===== Material for this task =====

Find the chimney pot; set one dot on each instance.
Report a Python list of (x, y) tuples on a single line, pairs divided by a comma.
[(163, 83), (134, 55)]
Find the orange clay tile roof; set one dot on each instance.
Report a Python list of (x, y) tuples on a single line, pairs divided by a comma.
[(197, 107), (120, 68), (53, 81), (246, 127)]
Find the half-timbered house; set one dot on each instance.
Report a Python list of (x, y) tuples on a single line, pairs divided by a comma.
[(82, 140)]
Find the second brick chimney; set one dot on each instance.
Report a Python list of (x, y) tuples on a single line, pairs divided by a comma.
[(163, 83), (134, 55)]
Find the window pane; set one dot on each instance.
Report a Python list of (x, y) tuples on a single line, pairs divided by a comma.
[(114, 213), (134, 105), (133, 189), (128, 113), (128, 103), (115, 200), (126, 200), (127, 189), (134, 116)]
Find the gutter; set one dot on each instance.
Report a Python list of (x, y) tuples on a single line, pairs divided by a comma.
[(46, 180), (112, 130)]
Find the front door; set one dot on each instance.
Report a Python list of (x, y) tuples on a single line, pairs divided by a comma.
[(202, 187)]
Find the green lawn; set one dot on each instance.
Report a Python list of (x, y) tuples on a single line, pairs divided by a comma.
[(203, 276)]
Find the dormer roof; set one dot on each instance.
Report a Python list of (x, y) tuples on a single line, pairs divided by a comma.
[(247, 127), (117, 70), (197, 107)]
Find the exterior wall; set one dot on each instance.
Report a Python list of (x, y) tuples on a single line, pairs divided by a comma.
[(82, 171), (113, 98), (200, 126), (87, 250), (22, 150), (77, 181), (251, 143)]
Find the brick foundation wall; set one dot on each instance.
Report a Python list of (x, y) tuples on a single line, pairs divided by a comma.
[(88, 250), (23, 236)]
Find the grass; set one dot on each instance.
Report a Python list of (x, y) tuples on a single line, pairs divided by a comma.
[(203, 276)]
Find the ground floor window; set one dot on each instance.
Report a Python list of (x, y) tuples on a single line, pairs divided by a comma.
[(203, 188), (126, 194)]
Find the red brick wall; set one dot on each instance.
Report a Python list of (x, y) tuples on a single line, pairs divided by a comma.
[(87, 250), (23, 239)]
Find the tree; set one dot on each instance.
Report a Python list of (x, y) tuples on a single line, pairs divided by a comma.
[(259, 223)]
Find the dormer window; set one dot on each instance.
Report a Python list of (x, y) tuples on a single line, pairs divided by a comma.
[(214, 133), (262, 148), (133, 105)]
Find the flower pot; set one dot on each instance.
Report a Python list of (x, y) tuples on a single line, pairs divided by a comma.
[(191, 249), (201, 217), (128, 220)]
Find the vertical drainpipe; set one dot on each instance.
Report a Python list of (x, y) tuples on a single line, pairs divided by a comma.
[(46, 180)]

=====

**What you need to do**
Recast the records from the line with "Find the gutter;" through the line with "181), (251, 143)]", both included, as a JSON list of strings with one string per line and any blank lines left out.

**Expected answer**
[
  "Find the gutter; set one dot on each instance.",
  "Report a Python list of (x, y) tuples on a single line, pairs divided by a comma.",
  "[(46, 180), (112, 130)]",
  "Find the front door; set one dot on each instance.",
  "Report a Python list of (x, y) tuples on a single line, pairs divided by a comma.",
  "[(202, 187)]",
  "Find the green lawn; set one dot on each instance.",
  "Report a Python list of (x, y) tuples on a single line, pairs divided by a comma.",
  "[(203, 276)]",
  "Find the dormer roof; set one dot on each instance.",
  "Report a Python list of (x, y) tuples on a single line, pairs divided by a comma.",
  "[(247, 127), (117, 70), (197, 107)]",
  "Find the exterior wall; set one dot on each instance.",
  "Report a Python list of (x, y) tuples on a single line, pairs divided by a comma.",
  "[(82, 171), (113, 98), (200, 126), (87, 250), (22, 150), (77, 181), (251, 143)]"
]